■ Exercise goal: Tally the lines of the material below that contain the string "every", treating uppercase and lowercase as different, and reply with only the number.
++++++++++
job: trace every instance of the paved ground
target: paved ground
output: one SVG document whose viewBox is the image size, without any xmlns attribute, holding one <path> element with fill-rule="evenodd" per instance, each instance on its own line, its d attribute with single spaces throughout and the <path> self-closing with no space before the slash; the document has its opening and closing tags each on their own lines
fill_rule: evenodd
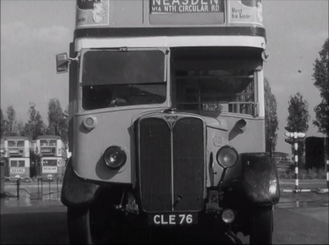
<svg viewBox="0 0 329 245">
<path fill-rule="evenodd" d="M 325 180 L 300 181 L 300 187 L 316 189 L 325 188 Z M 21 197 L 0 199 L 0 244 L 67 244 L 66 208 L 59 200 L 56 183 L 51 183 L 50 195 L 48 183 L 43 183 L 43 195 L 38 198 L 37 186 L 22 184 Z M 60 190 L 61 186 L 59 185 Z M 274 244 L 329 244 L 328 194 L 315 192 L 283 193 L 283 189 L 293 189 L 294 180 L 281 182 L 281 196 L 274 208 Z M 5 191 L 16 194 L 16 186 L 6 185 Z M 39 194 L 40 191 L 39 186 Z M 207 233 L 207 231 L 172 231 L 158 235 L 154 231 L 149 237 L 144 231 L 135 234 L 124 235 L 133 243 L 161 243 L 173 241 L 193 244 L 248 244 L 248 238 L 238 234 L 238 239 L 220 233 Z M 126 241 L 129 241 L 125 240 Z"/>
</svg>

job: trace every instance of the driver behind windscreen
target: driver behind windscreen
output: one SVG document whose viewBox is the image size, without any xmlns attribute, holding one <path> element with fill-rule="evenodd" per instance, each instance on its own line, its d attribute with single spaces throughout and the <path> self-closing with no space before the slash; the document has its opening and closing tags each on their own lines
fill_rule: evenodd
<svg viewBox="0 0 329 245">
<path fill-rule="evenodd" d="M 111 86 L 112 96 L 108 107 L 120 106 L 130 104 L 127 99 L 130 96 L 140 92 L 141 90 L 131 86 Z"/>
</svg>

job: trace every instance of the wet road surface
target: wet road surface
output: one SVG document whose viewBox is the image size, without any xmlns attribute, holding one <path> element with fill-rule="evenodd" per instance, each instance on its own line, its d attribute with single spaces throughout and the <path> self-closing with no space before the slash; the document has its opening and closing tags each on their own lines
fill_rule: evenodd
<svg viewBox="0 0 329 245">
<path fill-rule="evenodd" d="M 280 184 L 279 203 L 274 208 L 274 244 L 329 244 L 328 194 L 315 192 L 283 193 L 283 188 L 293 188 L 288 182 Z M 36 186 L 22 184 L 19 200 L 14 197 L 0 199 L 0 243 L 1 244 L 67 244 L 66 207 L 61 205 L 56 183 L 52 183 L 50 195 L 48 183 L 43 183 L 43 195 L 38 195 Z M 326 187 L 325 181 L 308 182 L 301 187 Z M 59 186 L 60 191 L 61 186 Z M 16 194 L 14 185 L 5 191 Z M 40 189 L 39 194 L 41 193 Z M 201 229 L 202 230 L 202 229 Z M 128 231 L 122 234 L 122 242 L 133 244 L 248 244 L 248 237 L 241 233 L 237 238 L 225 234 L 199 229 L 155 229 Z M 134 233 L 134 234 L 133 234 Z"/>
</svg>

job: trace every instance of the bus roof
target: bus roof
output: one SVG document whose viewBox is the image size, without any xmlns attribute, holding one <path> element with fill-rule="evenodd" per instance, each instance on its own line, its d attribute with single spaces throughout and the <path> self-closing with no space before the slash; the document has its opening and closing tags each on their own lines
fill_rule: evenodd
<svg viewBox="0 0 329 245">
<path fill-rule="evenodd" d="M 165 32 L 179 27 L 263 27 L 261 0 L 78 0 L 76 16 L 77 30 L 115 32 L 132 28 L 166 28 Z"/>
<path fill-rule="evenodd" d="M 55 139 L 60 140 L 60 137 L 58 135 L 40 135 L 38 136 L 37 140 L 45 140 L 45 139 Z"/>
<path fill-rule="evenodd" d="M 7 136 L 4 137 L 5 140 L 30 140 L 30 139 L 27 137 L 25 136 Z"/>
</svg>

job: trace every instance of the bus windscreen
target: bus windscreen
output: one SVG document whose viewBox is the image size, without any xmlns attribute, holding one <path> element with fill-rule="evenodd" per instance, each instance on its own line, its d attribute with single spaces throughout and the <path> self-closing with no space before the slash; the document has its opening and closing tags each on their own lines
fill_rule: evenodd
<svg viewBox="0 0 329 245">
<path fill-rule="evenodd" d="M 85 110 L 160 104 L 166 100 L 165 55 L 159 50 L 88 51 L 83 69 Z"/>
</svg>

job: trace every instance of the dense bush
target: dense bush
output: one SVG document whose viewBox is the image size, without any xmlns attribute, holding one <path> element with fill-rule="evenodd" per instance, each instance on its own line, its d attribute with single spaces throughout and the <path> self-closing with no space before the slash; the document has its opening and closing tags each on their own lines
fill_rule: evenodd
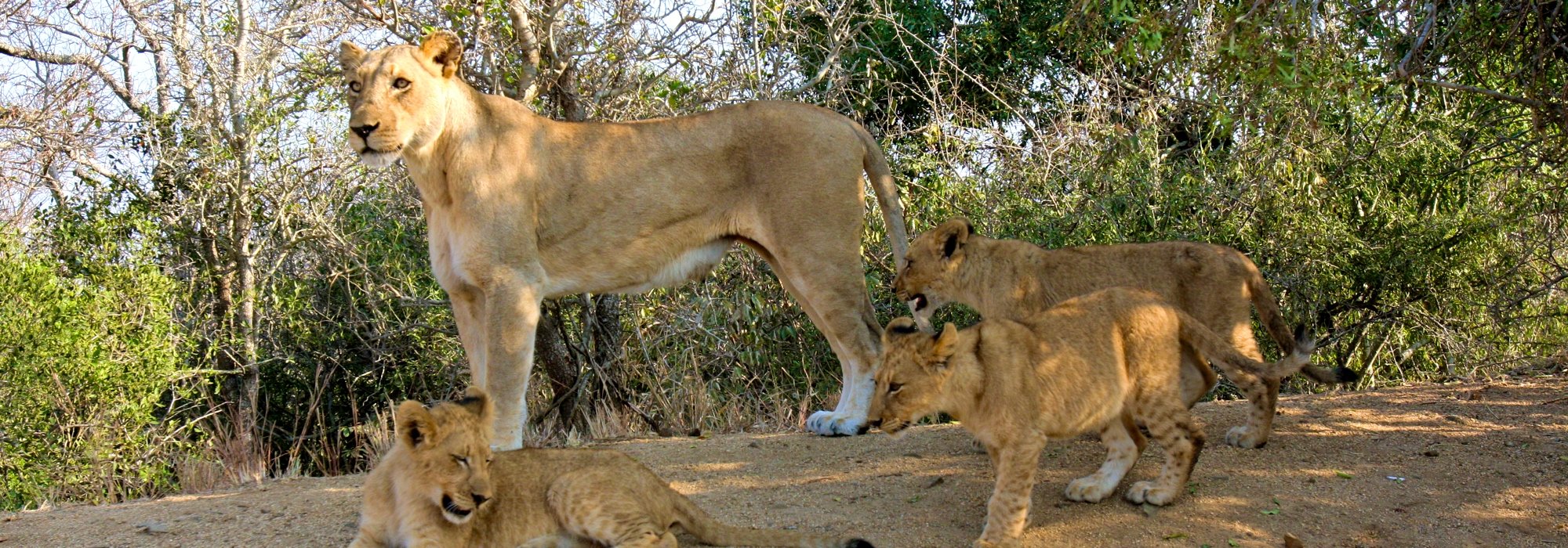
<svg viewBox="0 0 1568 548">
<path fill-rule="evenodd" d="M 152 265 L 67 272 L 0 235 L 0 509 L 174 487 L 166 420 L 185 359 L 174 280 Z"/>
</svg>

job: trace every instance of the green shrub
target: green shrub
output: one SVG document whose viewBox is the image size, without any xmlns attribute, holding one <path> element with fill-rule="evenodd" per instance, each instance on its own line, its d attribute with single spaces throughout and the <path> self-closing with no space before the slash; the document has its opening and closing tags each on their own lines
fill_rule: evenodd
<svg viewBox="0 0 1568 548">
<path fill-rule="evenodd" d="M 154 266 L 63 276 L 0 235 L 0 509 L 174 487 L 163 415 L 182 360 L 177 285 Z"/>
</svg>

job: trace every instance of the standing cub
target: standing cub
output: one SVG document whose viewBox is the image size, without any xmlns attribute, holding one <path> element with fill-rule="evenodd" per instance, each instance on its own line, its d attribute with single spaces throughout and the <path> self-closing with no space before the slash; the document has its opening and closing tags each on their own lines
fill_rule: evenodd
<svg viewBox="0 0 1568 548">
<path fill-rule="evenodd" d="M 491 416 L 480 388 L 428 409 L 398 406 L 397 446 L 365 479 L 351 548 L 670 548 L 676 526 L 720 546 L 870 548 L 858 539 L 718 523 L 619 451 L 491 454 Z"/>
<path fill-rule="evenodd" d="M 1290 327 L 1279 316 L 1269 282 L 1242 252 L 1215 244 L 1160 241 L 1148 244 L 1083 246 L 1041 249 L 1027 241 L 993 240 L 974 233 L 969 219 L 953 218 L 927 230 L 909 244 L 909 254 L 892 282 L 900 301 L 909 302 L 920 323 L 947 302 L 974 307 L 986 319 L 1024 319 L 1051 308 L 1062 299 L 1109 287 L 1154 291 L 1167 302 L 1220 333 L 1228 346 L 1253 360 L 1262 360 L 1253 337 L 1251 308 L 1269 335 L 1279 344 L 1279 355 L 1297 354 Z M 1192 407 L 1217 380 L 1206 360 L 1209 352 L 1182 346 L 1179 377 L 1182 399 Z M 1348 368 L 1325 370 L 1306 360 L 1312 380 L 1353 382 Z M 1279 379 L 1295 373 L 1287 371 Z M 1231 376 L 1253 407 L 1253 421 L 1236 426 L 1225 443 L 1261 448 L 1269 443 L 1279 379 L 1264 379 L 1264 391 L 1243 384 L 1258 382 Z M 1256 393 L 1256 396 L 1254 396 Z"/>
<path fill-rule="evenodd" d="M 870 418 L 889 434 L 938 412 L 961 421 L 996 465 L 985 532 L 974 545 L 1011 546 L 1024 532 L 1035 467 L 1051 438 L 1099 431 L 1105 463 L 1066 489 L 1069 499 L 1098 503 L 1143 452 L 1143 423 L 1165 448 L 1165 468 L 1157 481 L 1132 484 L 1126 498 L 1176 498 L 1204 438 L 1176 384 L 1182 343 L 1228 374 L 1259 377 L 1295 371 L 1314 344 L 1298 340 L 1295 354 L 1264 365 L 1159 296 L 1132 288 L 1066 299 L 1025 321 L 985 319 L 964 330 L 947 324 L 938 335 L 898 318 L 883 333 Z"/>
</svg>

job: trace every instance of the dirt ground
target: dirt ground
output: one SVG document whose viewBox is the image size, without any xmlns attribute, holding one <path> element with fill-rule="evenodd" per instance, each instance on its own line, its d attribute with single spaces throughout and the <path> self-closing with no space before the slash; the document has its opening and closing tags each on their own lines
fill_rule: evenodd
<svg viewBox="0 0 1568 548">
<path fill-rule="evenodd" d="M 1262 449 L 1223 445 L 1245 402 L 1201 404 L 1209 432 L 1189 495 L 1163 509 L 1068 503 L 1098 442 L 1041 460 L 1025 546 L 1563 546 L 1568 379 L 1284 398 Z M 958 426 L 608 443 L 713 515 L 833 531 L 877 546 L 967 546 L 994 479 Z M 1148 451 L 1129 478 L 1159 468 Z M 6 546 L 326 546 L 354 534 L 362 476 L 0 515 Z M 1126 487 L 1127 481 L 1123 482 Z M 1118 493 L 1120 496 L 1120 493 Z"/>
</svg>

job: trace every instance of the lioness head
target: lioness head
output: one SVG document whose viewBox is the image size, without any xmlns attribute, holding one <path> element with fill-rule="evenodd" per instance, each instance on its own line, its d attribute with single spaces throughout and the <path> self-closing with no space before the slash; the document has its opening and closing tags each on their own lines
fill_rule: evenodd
++++++++++
■ Result for this exercise: 10